**Goal**.
Reproduce word for word the lines from the one containing "Target: blurred background vegetation" through the end of the rows below, both included.
= = =
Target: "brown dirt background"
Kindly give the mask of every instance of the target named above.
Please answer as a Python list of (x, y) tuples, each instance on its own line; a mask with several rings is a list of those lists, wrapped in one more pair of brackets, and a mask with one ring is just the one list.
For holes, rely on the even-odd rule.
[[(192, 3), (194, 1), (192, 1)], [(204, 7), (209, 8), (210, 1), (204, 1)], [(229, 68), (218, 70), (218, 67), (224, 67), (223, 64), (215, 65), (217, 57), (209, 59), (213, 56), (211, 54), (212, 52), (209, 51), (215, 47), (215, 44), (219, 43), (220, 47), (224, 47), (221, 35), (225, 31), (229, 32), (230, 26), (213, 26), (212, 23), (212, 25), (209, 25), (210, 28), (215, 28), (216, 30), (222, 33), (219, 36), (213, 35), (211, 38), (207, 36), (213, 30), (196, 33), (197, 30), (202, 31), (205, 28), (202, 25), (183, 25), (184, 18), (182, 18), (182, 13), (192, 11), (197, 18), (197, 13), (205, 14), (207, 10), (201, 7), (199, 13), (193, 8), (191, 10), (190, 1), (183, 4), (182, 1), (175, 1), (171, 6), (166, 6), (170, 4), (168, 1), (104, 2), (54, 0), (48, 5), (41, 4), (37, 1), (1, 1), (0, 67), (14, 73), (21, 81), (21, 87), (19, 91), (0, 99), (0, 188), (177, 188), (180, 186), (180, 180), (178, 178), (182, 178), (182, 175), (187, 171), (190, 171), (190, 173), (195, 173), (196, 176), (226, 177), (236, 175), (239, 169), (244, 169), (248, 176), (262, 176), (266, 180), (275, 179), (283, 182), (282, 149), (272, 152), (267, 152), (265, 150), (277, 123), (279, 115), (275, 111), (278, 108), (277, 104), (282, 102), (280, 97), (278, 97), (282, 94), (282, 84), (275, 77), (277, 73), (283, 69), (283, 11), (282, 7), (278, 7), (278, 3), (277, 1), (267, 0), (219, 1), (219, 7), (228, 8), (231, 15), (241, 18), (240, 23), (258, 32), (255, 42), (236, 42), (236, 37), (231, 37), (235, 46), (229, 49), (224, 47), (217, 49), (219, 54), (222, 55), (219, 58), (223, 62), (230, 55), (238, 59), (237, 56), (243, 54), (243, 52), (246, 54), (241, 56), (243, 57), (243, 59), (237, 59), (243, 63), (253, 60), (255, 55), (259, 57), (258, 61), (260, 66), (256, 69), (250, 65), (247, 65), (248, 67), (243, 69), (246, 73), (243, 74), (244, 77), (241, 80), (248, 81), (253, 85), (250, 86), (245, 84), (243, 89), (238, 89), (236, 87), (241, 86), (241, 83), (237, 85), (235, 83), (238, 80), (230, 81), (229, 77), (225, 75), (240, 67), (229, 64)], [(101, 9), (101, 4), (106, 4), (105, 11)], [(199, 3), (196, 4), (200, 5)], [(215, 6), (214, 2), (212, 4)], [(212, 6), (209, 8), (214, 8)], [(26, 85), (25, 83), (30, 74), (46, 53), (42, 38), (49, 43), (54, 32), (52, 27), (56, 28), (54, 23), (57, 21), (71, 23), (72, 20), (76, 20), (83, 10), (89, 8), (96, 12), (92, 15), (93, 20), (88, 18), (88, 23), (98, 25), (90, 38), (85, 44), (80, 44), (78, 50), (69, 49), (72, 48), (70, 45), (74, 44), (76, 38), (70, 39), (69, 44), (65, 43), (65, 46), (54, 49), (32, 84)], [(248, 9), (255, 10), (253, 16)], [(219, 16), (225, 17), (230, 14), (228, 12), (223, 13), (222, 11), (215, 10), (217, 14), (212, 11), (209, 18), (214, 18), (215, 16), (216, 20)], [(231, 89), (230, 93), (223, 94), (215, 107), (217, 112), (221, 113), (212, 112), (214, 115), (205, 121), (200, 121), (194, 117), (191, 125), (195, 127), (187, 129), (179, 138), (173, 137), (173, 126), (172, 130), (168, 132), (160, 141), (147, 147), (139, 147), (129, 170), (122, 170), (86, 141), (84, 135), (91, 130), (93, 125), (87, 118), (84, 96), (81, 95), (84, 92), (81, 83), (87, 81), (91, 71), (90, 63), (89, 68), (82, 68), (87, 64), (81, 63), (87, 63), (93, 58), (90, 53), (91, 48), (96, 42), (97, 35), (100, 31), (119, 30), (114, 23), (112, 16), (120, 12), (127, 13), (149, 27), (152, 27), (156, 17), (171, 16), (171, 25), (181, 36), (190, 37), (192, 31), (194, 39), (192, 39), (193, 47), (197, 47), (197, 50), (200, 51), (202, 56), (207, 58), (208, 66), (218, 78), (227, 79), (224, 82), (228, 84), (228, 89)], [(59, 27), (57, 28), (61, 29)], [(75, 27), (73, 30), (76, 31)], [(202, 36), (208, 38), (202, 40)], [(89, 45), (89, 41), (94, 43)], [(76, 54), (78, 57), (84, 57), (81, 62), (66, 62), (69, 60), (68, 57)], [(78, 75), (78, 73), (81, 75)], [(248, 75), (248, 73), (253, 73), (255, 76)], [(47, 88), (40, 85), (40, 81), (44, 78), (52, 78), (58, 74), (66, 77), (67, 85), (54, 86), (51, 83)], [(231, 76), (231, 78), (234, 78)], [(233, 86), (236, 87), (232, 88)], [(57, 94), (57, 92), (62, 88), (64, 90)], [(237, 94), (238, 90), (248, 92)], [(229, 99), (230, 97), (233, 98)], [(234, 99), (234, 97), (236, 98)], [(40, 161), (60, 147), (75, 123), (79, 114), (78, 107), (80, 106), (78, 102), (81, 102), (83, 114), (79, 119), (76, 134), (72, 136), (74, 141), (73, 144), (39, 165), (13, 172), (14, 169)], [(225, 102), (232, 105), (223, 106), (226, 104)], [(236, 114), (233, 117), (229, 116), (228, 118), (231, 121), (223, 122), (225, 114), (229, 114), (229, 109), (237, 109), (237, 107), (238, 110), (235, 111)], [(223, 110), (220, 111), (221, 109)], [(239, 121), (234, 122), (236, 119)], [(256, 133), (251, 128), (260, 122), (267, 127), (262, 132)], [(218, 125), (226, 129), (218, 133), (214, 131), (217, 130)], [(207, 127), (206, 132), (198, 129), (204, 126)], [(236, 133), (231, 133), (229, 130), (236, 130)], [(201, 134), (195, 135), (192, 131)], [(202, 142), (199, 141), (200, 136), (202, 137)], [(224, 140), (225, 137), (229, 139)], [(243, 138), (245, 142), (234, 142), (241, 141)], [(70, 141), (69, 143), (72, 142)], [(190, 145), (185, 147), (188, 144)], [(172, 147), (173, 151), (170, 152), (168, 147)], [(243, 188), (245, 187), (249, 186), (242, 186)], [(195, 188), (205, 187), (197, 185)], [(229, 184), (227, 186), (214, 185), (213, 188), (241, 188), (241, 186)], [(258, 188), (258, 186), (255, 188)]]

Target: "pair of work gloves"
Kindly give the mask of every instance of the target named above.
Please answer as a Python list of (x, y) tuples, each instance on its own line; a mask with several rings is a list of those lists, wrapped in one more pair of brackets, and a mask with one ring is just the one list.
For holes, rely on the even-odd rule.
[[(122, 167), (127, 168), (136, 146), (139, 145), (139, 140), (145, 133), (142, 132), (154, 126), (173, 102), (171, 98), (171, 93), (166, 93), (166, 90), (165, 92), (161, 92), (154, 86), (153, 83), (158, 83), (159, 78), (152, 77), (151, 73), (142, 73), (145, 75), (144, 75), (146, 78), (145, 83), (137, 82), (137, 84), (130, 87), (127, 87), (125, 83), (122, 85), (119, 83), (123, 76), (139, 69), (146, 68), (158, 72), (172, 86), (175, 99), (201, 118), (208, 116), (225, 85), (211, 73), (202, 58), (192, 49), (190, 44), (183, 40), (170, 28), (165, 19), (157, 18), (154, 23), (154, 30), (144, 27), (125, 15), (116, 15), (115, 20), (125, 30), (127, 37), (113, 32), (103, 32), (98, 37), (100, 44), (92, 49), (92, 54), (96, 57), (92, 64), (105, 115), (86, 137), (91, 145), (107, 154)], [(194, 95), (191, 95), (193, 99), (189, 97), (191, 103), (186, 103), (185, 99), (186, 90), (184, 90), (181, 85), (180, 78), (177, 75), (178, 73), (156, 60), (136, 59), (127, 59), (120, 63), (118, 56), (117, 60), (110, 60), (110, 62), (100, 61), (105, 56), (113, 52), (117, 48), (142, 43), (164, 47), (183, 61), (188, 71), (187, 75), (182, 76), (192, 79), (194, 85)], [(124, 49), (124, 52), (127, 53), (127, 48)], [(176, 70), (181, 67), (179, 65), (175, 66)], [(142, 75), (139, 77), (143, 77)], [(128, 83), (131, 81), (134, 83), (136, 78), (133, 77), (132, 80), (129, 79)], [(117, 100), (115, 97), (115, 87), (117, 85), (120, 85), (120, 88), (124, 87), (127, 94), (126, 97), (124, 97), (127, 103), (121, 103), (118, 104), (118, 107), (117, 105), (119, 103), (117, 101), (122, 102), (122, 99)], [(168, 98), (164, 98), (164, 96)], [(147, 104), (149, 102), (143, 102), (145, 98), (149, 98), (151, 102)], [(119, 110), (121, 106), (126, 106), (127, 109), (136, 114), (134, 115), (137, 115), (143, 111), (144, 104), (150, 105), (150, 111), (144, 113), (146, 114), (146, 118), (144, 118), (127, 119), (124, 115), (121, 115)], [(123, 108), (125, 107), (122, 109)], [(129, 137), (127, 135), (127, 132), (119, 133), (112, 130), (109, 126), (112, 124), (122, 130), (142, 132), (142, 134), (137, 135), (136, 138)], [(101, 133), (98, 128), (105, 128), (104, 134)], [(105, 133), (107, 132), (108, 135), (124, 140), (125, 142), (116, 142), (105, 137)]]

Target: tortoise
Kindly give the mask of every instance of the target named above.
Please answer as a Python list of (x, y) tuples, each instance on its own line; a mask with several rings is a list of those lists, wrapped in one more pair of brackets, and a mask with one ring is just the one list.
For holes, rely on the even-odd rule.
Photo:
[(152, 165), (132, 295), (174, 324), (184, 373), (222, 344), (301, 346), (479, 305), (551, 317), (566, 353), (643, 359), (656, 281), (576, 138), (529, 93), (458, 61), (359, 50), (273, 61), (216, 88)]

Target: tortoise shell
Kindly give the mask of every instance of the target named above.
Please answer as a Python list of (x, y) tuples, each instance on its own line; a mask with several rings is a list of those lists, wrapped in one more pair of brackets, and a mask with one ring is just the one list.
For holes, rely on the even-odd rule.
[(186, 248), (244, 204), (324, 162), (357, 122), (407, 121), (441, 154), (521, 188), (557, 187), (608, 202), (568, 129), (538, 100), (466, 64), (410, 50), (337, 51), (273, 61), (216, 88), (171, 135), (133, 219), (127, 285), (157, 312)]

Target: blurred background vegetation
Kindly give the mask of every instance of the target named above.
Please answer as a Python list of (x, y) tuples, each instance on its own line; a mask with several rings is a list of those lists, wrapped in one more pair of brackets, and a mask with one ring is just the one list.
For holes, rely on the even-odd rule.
= = =
**Solution for this exercise**.
Target: blurred background vegetation
Kindly give the mask of every instance of the target named above.
Please answer as a Python list of (x, y) tuples, each instance on its own line; a mask with several rings is a list of those lists, wrapped in one more pair of brackets, and a mask with one ring is just the one list.
For holes, rely on the even-odd rule.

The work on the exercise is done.